→ Passage to read:
My point here is that we know that the bankruptcy cycle will continue, and it will take the M&A cycle along for the ride. But don't ignore the licensing angle either. These are easily won and lost streams of business that can meaningfully change a company's cash flow.
LEVINE'S LOW DOWN
Some Notable Call Outs
- More mixed signs for May. Some retailers have noted a roll-over in May, but Dollar General did not. DG reported 1Q comps of +13.4% with 193bps of gross margin expansion, and 150bps of SG&A leverage. Sales were driven with by consumables along with strength in seasonal, home, and apparel. May trends were hinted to be at least as strong as 1Q. Promotional activity, primarily on consumables, remains "as intense as the CEO has ever seen". Consistent with the most of the industry, DG is also seeing real estate costs come down on both new and renewal properties. Dollar General's results reinforce 1) the importance of value to low-income consumers, 2) the continuation of "trading down" and 3) how retailers with deep-value focused consumable strategies continue to substantially outperform all other sub-sectors of retail.
- Brief updates from CAB and HIBB from the Stephens conference:
- CAB comps have been impacted primarily by weak traffic, which has been largely driven by two factors, politics and fear. Consumers have been buying guns and ammunition ahead of the common belief that onerous tax hikes will be levied on these items in the near-term. This has not only increased buying from repeat buyers, but has also driven demand from new buyers. The balance of recent demand is thought to come from those seeking protection in these uncertain times. Management indicated that the demand we saw through Q1 that lead to ammunition shortages appears to remain strong. [McGough's Note: If I hear one more person talk about trying to time 'the gun/ammo trade' with CAB and GMTN, I'm going to lose it...].
- HIBB announced that it will begin implementing a new labor management this fall that will likely result in lower payroll expense and better merchandise management. This is yet another sign that the company is gearing up towards its next growth phase beyond 750 stores towards 1 stores and sustainable double digit margins. [McGough's Note: this is big...HIBB's major weakness in years past has been inability to control and leverage labor costs].

→ Data extract:
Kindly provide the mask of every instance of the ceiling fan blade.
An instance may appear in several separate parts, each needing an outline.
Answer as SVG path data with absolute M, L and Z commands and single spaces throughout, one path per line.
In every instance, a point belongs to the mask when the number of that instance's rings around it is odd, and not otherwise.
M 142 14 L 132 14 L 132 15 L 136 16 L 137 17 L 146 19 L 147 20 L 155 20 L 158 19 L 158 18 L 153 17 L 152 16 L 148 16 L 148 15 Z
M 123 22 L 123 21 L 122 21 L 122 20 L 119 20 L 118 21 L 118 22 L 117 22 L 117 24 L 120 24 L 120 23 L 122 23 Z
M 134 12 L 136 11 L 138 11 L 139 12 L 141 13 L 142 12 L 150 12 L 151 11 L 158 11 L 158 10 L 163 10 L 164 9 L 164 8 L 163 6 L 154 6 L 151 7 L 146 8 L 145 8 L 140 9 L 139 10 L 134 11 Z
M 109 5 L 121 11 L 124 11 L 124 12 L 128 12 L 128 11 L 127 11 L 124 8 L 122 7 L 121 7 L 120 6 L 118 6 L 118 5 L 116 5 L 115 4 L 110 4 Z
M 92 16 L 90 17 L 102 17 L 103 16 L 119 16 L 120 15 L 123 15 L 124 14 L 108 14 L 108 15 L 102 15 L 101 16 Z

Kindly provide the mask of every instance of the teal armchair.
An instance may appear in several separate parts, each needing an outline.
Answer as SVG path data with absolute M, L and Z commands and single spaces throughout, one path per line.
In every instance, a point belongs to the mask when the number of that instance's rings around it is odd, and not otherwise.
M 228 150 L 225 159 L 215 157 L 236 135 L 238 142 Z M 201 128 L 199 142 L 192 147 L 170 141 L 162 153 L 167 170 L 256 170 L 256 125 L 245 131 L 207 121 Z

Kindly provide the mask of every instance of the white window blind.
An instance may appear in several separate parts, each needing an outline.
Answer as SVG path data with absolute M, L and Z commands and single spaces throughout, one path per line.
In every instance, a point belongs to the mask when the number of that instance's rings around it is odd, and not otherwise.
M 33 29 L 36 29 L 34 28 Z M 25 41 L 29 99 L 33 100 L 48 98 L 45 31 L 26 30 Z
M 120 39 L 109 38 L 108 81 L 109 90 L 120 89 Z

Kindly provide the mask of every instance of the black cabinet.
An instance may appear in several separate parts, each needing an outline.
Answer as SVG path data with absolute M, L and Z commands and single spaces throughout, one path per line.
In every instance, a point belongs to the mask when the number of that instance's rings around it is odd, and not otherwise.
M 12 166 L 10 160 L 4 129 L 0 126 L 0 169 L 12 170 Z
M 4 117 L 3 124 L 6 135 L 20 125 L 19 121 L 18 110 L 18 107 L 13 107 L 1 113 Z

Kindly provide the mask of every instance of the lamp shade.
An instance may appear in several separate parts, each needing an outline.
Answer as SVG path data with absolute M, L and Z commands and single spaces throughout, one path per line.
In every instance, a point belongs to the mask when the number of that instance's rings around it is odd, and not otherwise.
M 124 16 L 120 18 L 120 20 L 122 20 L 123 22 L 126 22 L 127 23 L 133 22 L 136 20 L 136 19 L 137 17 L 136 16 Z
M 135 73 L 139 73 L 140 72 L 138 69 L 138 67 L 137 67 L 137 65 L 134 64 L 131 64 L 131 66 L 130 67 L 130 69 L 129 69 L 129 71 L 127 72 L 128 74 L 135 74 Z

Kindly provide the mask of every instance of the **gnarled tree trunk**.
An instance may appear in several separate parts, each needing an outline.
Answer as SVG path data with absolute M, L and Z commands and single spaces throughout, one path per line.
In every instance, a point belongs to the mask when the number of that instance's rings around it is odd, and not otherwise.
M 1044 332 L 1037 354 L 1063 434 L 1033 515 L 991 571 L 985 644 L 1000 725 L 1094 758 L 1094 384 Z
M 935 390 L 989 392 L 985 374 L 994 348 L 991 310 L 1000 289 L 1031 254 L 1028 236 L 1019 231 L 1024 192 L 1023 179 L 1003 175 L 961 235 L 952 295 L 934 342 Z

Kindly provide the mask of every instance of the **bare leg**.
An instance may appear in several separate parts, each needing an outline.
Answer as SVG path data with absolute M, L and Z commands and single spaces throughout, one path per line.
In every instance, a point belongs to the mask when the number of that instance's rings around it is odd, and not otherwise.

→ Work to complete:
1. Turn the paragraph of the retail commentary that opens "More mixed signs for May" into a short bulleted list that keeps its main facts.
2. Decide whether each statement agrees with the retail commentary. Answer yes or no, quoting the words from the commentary that settle it.
(a) Dollar General reported a roll-over in May.
(b) Dollar General is seeing real estate costs fall on both new and renewal properties.
(c) HIBB's new labor management is expected to raise payroll expense.
3. Write a continuation of the retail commentary, starting after its final sentence.
The records have nothing to do with the retail commentary.

→ The results:
1.
- Some retailers saw a May roll-over, but Dollar General did not.
- DG's 1Q comps rose 13.4%, with 193bps of gross margin expansion and 150bps of SG&A leverage.
- Consumables drove sales, helped by strength in seasonal, home and apparel.
- May trends were hinted to be at least as strong as 1Q.
- Promotional activity, mostly on consumables, remains "as intense as the CEO has ever seen."
- Like most of the industry, DG is seeing real estate costs fall on new and renewal properties.
- The results reinforce the importance of value to low-income consumers, the continuation of "trading down," and the outperformance of retailers with deep-value consumable strategies.

2.
(a) No: "Some retailers have noted a roll-over in May, but Dollar General did not."
(b) Yes: "DG is also seeing real estate costs come down on both new and renewal properties."
(c) No: "will likely result in lower payroll expense and better merchandise management."

3.
- Cliff Notes from the TJX annual meeting Tuesday. The key takeaway is how the company plans to expand its reach, continue growth and yet cut expenses at the same time. Opening 15-20 more stores than initially expected (they noted this a few weeks ago). Reduce capex by 23% and cut $150mm in opex. Looking to grow internationally - specifically Germany. TJX inked deals with "hundreds" of new vendors in the first quarter alone.
- PVH continues to expand the reach of its brands into the home furnishing space with the announcement of IZOD bed, bath and kitchen products. Last fall, the company entered the furniture realm with its own CK furniture line. While not expected to move the needle near-term, these initiatives could generate substantial revenue down the road in addition to enhancing brand image. It also plays into the housing improvement cycle that we called throughout Q1.
MORNING NEWS (full detail including sources at end of this note)
Zach's overview of items you're unlikely to find in the general press.
- The commercial court in Paris placed Christian Lacroix into administration for a period of six months yesterday
- Teens Outline Brand Preferences in New Research Report. Under Armour is a positive call out.
- Abrams Research firm released a study today on the luxury industry, after speaking with more than 100 carefully selected industry experts
- Fashion brands couldn't escape an erosion in their royalties last year
- The TJX Cos. Inc. told shareholders at the company's annual meeting Tuesday that it plans to expand its reach and keep a lid on expenses
- Golf Shoe Cos. Sued for Patent Infringement
- Puma N.A. Secures U.S. Swimwear, Beachwear Licensee
- The Finish Line Partners with Soles4Souls for B-T-S Promotion
- Used SG Purchases Fell Below $1 Billion in CY08
- Brown Shoe Co. strikes a licensing deal with Marvel Entertainment that will allow the Famous Footwear parent to add characters from Marvel's upcoming feature films
- Converse is rolling out Fall collections of the iconic Chuck Taylor All Star in collaboration with rock and metal artists AC/DC and Metallica
- Cranston Print Works, of Webster, MA, which printed millions of yards of cloth, is shifting all textile printing to China, Korea, Pakistan and Taiwan
- Donald Craig Wood, the principal of the Temecula, CA business known as Golden State Golf, filed for Chap. 7 bankruptcy protection on May 29
- Neiman Marcus Inc. has centralized its fashion office
- Miley Cyrus and Max Azria are heading to Wal-Mart to launch a trend-right collection. [McGough Note: I'm the first to admit that Miley is huge (as will my 8-year old daughter) but when is the last time you heard a CEO stand up and say "we're going to launch a new 'trend-wrong' collection. C'mon...].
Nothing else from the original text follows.